*Records to use*
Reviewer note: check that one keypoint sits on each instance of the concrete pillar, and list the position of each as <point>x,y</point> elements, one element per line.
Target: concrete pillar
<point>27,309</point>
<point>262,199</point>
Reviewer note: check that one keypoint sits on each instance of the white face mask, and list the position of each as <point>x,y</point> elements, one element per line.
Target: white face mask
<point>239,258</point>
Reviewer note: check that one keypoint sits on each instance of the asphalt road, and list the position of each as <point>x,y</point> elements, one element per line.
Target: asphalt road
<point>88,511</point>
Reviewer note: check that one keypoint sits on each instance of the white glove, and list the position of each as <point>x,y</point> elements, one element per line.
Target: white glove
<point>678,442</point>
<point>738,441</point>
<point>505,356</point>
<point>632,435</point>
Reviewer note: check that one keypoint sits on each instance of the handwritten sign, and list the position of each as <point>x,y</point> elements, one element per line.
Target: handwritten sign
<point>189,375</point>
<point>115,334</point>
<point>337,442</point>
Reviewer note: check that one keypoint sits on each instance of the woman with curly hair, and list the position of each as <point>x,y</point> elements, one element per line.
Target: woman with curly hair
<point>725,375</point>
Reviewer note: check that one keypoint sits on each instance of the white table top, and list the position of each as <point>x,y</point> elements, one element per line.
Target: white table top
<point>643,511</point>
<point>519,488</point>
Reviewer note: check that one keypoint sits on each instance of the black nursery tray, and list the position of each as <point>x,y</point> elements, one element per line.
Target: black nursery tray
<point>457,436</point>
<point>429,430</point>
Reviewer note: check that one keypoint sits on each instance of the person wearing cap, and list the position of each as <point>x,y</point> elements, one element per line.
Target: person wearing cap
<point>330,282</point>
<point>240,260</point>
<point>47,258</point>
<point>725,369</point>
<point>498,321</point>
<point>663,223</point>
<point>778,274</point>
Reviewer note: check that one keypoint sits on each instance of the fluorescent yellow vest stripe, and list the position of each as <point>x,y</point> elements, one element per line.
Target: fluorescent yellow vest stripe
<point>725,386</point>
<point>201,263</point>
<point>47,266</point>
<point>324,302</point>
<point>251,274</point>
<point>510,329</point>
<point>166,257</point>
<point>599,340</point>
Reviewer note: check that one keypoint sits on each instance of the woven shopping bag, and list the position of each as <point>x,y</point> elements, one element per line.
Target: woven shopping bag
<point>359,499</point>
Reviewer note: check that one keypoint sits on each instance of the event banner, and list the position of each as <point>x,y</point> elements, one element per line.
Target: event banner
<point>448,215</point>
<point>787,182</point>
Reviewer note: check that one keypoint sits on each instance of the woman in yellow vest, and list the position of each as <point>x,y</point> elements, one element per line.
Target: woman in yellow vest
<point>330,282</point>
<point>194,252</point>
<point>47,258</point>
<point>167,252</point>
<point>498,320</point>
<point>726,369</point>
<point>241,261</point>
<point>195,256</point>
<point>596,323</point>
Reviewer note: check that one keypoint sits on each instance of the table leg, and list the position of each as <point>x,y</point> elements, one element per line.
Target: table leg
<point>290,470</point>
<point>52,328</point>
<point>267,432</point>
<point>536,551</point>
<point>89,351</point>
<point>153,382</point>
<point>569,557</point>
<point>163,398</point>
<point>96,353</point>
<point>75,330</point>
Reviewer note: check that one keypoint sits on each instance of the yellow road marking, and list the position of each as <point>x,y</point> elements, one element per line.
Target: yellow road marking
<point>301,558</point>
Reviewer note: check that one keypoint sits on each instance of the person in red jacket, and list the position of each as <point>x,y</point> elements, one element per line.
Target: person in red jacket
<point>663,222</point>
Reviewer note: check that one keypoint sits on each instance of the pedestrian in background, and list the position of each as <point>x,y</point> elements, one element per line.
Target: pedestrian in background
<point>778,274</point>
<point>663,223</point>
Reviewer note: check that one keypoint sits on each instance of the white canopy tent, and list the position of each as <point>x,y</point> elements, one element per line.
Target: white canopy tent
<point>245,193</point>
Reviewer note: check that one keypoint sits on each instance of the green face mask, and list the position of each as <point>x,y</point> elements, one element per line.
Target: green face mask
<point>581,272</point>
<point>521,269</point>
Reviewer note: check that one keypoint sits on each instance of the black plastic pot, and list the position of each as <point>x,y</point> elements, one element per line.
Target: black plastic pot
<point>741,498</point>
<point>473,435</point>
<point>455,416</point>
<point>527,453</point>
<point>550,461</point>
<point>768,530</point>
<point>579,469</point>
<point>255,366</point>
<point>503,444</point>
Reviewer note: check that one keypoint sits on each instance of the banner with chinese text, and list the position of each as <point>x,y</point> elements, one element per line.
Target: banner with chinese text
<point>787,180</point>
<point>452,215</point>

*Instruction*
Can you revise the entries above so that each "Reviewer note" reads "Annotator note", with everything else left as it is?

*The result*
Annotator note: check that one keypoint sits on each instance of the concrete pillar, and list the position of each as <point>x,y</point> elements, one element per line.
Target: concrete pillar
<point>27,309</point>
<point>262,199</point>
Annotator note: check that one keypoint sits on each instance of the white face mask, and list the position of each as <point>x,y</point> elements, one element per line.
Target: white face mask
<point>239,258</point>
Annotator note: check that one keypoint sits on each instance of the asphalt road, and list the position of each as <point>x,y</point> elements, one element per line.
Target: asphalt road
<point>88,511</point>
Annotator note: check that one keypoint sits on each instance of the white glove, and list the position of each as <point>x,y</point> elements, one element per line.
Target: white glove
<point>678,442</point>
<point>738,441</point>
<point>505,356</point>
<point>632,435</point>
Annotator note: check that one keypoint sits on each instance of the handwritten sign, and list the position of each as <point>x,y</point> elements, one element per line.
Target: handwritten sign
<point>189,375</point>
<point>115,334</point>
<point>337,442</point>
Annotator note: check that one keypoint sits on each instance of the woman with curly hair, and list the position of each as <point>x,y</point> elements, one element per line.
Target: woman with curly hair
<point>725,375</point>
Annotator note: check that one keypoint sits on each instance of the white table top, and list the position of each as <point>x,y</point> elements, one element per line.
Target: white table top
<point>643,511</point>
<point>519,488</point>
Annotator note: check that one keypoint sits on each instance of the black nursery tray, and list the position of each as <point>x,y</point> elements, one element per line.
Target: black nursery tray
<point>457,436</point>
<point>429,430</point>
Annotator note: check that one keypoint sits on each instance of the person wearing cap, and list the position of each as <point>x,y</point> elements, one element per line.
Target: person wearing cap
<point>330,282</point>
<point>240,260</point>
<point>47,258</point>
<point>725,369</point>
<point>498,321</point>
<point>663,223</point>
<point>778,274</point>
Annotator note: check that one keypoint sits on each instance of the fluorescent yellow vest stripe, and list the position of each as <point>x,y</point> elements, one element per line.
Target: fluorescent yellow vest stripe
<point>725,386</point>
<point>201,263</point>
<point>47,266</point>
<point>324,302</point>
<point>251,274</point>
<point>510,329</point>
<point>166,257</point>
<point>599,340</point>
Annotator note: check that one keypoint sits on each instance of the woven shopping bag, and list the position of each as <point>x,y</point> elements, one element per line.
Target: woven shopping bag
<point>359,499</point>
Annotator note: check that one keypoint sits on each instance of the event banner, and list the position of each as <point>x,y</point> elements, one element per line.
Target: event banner
<point>448,215</point>
<point>787,182</point>
Annotator note: check that one keypoint sits on each instance of the woman in yellow vest, and list the position of each as <point>x,y</point> elements, one element per line.
Target: woman in yellow vest
<point>330,282</point>
<point>194,252</point>
<point>47,258</point>
<point>167,252</point>
<point>498,320</point>
<point>726,369</point>
<point>241,261</point>
<point>195,256</point>
<point>596,323</point>
Annotator note: check that one keypoint sits on each instance of the table leg, and list the position of each as <point>x,y</point> elements, one element per line.
Target: table leg
<point>290,470</point>
<point>52,328</point>
<point>267,432</point>
<point>536,551</point>
<point>89,351</point>
<point>153,382</point>
<point>569,557</point>
<point>163,398</point>
<point>96,353</point>
<point>75,330</point>
Annotator note: check that one keypoint sits on each instance of the yellow road marking, and list the position of each as <point>x,y</point> elements, one element per line.
Target: yellow road marking
<point>301,558</point>
Annotator note: check that one keypoint sits on each instance of the person in red jacket, and list the position of each as <point>x,y</point> elements, one element per line.
Target: person in red jacket
<point>663,222</point>
Annotator note: check that one keypoint sits on each instance of the pedestrian in background, and list the position of each as <point>x,y</point> elements, one element per line.
Target: pedestrian in background
<point>778,274</point>
<point>663,223</point>
Annotator note: check that one keypoint sits on each instance of the white canopy tent, and list the position of each as <point>x,y</point> elements, one element per line.
Target: white canopy tent
<point>245,193</point>
Annotator note: check that one keypoint sits on each instance of the green face mask, and list the position of each as <point>x,y</point> elements, one element per line.
Target: green face mask
<point>581,272</point>
<point>521,269</point>
Annotator note: check that one keypoint sits on each instance of the black plastic pot, and list the position of each as <point>x,y</point> elements, one element per line.
Target: black plastic pot
<point>741,498</point>
<point>473,435</point>
<point>455,416</point>
<point>527,453</point>
<point>550,461</point>
<point>768,530</point>
<point>579,469</point>
<point>255,366</point>
<point>503,444</point>
Annotator note: check that one keypoint sits on each instance of the banner with chinese text, and list the position of each as <point>x,y</point> elements, one element per line.
Target: banner with chinese text
<point>787,180</point>
<point>452,215</point>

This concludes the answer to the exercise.